▶ _WHAT IS NEEDED_: Rewrite the material below, from the line with "Please mark every white" through the end of the material, replacing "occluded" with "partially hidden" and keeping everything else unchanged.

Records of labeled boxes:
___

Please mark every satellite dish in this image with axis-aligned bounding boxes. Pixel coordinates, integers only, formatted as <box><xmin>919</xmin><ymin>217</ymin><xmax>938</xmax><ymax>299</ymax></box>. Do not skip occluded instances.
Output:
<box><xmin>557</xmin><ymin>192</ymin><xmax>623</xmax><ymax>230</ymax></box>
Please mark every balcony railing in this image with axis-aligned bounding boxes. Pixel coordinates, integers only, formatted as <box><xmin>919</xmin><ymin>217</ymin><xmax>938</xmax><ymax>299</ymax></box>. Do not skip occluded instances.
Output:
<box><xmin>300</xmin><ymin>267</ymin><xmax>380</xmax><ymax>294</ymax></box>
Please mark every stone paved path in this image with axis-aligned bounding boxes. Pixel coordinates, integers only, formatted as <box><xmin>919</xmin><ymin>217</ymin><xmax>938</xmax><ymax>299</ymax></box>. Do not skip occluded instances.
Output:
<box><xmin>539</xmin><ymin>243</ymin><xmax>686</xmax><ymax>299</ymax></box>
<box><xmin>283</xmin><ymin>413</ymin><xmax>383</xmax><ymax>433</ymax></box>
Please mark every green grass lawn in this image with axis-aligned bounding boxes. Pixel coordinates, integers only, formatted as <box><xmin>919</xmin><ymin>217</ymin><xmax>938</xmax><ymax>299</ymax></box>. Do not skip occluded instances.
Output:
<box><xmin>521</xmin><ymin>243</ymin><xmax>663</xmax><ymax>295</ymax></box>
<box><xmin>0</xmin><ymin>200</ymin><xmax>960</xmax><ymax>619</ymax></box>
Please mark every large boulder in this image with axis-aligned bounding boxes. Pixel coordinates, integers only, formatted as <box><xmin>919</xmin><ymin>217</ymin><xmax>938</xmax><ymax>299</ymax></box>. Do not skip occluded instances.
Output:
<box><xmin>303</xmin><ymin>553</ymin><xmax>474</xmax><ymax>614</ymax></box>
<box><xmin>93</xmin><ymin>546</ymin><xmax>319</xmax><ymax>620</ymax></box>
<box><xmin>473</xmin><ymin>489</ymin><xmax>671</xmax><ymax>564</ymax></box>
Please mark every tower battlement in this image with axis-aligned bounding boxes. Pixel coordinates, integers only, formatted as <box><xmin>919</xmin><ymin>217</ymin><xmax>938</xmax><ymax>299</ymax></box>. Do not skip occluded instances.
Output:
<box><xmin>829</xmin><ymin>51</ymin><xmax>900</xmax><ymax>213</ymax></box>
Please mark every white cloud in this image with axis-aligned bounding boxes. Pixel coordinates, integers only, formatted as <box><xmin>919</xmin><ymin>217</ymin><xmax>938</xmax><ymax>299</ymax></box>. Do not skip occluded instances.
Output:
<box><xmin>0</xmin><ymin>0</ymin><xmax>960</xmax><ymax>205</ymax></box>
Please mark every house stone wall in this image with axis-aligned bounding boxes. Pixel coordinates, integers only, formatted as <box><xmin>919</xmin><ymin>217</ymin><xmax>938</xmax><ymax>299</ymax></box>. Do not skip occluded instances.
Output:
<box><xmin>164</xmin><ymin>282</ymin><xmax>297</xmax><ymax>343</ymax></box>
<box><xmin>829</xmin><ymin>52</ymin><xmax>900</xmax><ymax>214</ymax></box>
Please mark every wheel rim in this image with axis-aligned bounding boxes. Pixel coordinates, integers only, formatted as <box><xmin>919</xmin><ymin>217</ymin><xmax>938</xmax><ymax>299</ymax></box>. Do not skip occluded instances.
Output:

___

▶ _EXERCISE RESPONSE_:
Please mark every white cloud in this image with axis-aligned bounding boxes. Pixel coordinates, integers only, formatted as <box><xmin>919</xmin><ymin>217</ymin><xmax>938</xmax><ymax>299</ymax></box>. Do not skip partially hidden instances.
Output:
<box><xmin>0</xmin><ymin>0</ymin><xmax>960</xmax><ymax>205</ymax></box>
Please mark every house stone wall in this image with axis-aligned bounding boxes. Pixel coordinates, integers only, formatted as <box><xmin>919</xmin><ymin>217</ymin><xmax>938</xmax><ymax>299</ymax></box>. Do not skip partially hidden instances.
Output:
<box><xmin>164</xmin><ymin>282</ymin><xmax>297</xmax><ymax>343</ymax></box>
<box><xmin>829</xmin><ymin>52</ymin><xmax>900</xmax><ymax>214</ymax></box>
Please mark every wheel rim in this image with axis-aligned bounding boxes. Pixel coordinates, integers only, formatted as <box><xmin>919</xmin><ymin>217</ymin><xmax>938</xmax><ymax>299</ymax></box>. Do not skip partially hidden instances.
Output:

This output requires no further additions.